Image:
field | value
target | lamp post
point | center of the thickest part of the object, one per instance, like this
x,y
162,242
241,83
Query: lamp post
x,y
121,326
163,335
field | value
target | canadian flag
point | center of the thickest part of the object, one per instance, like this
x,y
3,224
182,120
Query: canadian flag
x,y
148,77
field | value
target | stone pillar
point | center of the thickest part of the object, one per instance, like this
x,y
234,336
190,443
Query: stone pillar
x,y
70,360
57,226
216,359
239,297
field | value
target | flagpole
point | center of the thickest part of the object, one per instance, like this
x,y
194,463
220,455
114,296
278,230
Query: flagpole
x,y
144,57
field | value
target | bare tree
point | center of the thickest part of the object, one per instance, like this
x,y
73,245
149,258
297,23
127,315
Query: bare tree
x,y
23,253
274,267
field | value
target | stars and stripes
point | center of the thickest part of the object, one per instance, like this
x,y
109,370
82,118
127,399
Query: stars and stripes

※

Job: Output every line of the records above as a JSON list of strings, with one string per line and blank lines left out.

Full answer:
[
  "Image:",
  "field | value",
  "target | lamp post",
  "point | center of the thickest part of the object, one per instance, like this",
  "x,y",
  "162,242",
  "241,83",
  "Query: lamp post",
  "x,y",
  "121,326",
  "163,335",
  "field | value",
  "target | canadian flag",
  "point | center of the thickest part of the object, one per instance, like this",
  "x,y",
  "3,224",
  "182,120",
  "Query: canadian flag",
  "x,y",
  "148,77",
  "field | value",
  "target | stone pillar",
  "point | center of the thickest part of the object, one per instance, like this",
  "x,y",
  "234,336",
  "190,443",
  "Query: stone pillar",
  "x,y",
  "70,360",
  "57,226",
  "216,359",
  "239,297",
  "field | value",
  "target | flagpole",
  "point | center of the thickest part of the object, one per instance, like this",
  "x,y",
  "194,463",
  "220,455",
  "114,296",
  "278,230",
  "Query: flagpole",
  "x,y",
  "144,57",
  "field | value",
  "target | bare tree",
  "point | center of the thickest part of the object, one per instance, like this",
  "x,y",
  "73,245",
  "149,258",
  "297,23",
  "127,315",
  "Query: bare tree",
  "x,y",
  "23,253",
  "274,267",
  "field | value",
  "target | stars and stripes",
  "point | center of the thickest part of the object, one per instance, like this",
  "x,y",
  "109,370",
  "82,118",
  "127,399",
  "Query: stars and stripes"
]